> [Extrait fourni]
--------------------------------------------------

Sur cette base, le Credo nicéen commença en professant : « Nous croyons en un seul Dieu, Père tout-puissant, créateur de tous les êtres visibles et invisibles ». [2] Les Pères conciliaires exprimèrent ainsi leur foi en Dieu un et unique. Au Concile, il n'y eut pas de controverse à ce sujet. En revanche, fut discuté un deuxième article qui utilise également le langage de la Bible pour professer la foi en « un seul Seigneur, Jésus-Christ, Fils de Dieu ». Le débat était dû à la nécessité de répondre à la question soulevée par Arius sur la manière dont il fallait comprendre l'expression “Fils de Dieu” et comment elle pouvait être conciliée avec le monothéisme biblique. Le Concile était donc appelé à définir la signification correcte de la foi en Jésus comme “le Fils de Dieu”.

Les Pères ont confessé que Jésus est le Fils de Dieu en tant qu'il est «  de la substance (ousia) du Père [...] engendré, non pas créé, de la même substance ( homooúsios) que le Père ». Cette définition rejetait radicalement la thèse d'Arius. [3] Pour exprimer la vérité de la foi, le Concile utilisa deux mots, « substance » ( ousia) et « de la même substance » ( homooúsios), qui ne se trouvent pas dans l'Écriture. Ce faisant, il n'a pas voulu remplacer les affirmations bibliques par la philosophie grecque. Au contraire, le Concile utilisa ces termes pour affirmer clairement la foi biblique en la distinguant de l'erreur hellénisante d'Arius. L'accusation d'hellénisation ne s'applique donc pas aux Pères de Nicée, mais à la fausse doctrine d'Arius et de ses disciples.

--------------------------------------------------

> [Segment de données]
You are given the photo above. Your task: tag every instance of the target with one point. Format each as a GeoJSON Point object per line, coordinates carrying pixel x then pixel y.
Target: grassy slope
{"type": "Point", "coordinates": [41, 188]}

--------------------------------------------------

> [Consignes]
(1) Recopiez sans aucune modification le passage de l'extrait fourni allant de « Les Pères ont » jusqu'à « de ses disciples. » inclus.
(2) D'après l'extrait fourni, quels sont les deux mots absents de l'Écriture que le Concile a utilisés pour exprimer la vérité de la foi ?

> [Réponses attendues]
(1)
Les Pères ont confessé que Jésus est le Fils de Dieu en tant qu'il est «  de la substance (ousia) du Père [...] engendré, non pas créé, de la même substance ( homooúsios) que le Père ». Cette définition rejetait radicalement la thèse d'Arius. [3] Pour exprimer la vérité de la foi, le Concile utilisa deux mots, « substance » ( ousia) et « de la même substance » ( homooúsios), qui ne se trouvent pas dans l'Écriture. Ce faisant, il n'a pas voulu remplacer les affirmations bibliques par la philosophie grecque. Au contraire, le Concile utilisa ces termes pour affirmer clairement la foi biblique en la distinguant de l'erreur hellénisante d'Arius. L'accusation d'hellénisation ne s'applique donc pas aux Pères de Nicée, mais à la fausse doctrine d'Arius et de ses disciples.

(2) « Substance » (ousia) et « de la même substance » (homooúsios).